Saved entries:
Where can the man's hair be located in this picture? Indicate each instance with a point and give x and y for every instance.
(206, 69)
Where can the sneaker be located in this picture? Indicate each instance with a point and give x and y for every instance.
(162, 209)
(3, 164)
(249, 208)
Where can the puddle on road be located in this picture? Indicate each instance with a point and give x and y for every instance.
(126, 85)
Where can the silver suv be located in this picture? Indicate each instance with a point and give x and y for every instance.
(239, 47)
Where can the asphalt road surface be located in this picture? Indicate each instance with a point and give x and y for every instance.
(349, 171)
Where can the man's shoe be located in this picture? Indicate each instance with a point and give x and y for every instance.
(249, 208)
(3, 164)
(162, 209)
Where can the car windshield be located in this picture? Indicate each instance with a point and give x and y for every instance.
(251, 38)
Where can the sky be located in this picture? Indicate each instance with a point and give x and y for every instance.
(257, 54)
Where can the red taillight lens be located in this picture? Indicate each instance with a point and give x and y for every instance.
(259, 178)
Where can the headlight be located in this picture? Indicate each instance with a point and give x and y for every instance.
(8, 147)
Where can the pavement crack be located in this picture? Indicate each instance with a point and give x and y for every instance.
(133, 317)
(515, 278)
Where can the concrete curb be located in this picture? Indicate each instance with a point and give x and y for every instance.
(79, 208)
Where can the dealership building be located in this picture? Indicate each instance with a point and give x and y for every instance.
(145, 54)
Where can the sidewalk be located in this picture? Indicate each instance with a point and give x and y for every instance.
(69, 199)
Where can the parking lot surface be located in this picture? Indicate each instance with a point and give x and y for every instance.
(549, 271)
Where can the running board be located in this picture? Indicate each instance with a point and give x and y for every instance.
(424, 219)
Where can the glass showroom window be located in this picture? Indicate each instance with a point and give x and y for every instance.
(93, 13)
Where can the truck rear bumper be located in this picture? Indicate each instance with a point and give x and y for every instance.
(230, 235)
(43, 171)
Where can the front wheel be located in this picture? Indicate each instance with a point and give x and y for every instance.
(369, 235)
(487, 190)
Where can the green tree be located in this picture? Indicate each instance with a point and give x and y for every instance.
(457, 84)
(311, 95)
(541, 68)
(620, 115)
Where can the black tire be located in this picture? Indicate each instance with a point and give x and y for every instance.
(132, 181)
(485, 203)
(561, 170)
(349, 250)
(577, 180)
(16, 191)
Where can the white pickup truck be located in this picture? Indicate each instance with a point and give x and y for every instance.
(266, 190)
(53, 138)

Work to complete: A word-for-word copy of the data above is the goal, so set it all down again.

Answer space:
Where can the man's hair be located in this picture? Indicate each instance with a point and give x and y for every instance.
(206, 69)
Where can the sneaker be located in this picture? Indicate each instance with a point and give x and y for every instance.
(162, 209)
(3, 164)
(249, 208)
Where can the puddle on road be located in this picture? Indicate each instance with a point and give x and y for every instance.
(126, 85)
Where can the silver suv be located in this picture? Indicate each instance with a point and give x and y for every instance.
(239, 47)
Where can the asphalt road surface be located in this picture? Indicate each instance with a point and give x and y for every instance.
(349, 171)
Where can the man's shoe be located in this picture? Indicate each instance with a point and give x and y for every instance.
(249, 208)
(3, 164)
(162, 209)
Where can the car windshield be located in this picture? Indicate each instance with a point and give x and y for every instance.
(251, 38)
Where can the sky be located in this picture? Indicate each instance with a point and give x and y for every instance.
(257, 54)
Where can the red taillight lens be located in this picture? Indicate each instance with a point and give x and y for every instance.
(259, 178)
Where can the headlight be located in this picture? Indicate each instance with a point and give x and y for every instance.
(8, 147)
Where can the pavement crack be located in this picture? Indicate each instance with a point and give x and y for every instance.
(133, 317)
(515, 278)
Where can the concrete curb be located in this picture? Indicate each instance with a point and give x and y for every instance.
(79, 208)
Where can the dealership building be located in this picture? Indicate each instance with a point and give x and y for every instance.
(145, 54)
Where can the sidewalk be located in this picture? Indicate each instance with a point and give x and y for every instance.
(69, 199)
Where can the parking lot surface be located in this picture? Indicate each instance with a point and give x and y for every instance.
(549, 271)
Where can the running board be located in this picture? Indicate each instance with a point and give x and y for every instance.
(424, 219)
Where can the glass showroom window be located in this picture? Indicate each instance with a point and give x and y for every instance.
(93, 13)
Where can the truck rear bumper be located in this picture? Indicate each instance with a point and give x and y for every instance.
(230, 235)
(43, 171)
Where can the front wheel be located in this picture? Indicate each instance with a point and give x and y for every instance.
(369, 235)
(487, 190)
Where can the green tree be located in this picture? Indicate each instance with a point and give x and y for every instance.
(457, 84)
(311, 95)
(541, 68)
(620, 115)
Where can the black tire be located in this picture? Indicate each instance with a point and give x and y for every instance.
(132, 181)
(485, 203)
(561, 170)
(349, 250)
(577, 180)
(16, 191)
Where can the white pickup truck be located in this picture? Indicate each instance with a point and give x and y for every instance.
(266, 190)
(53, 138)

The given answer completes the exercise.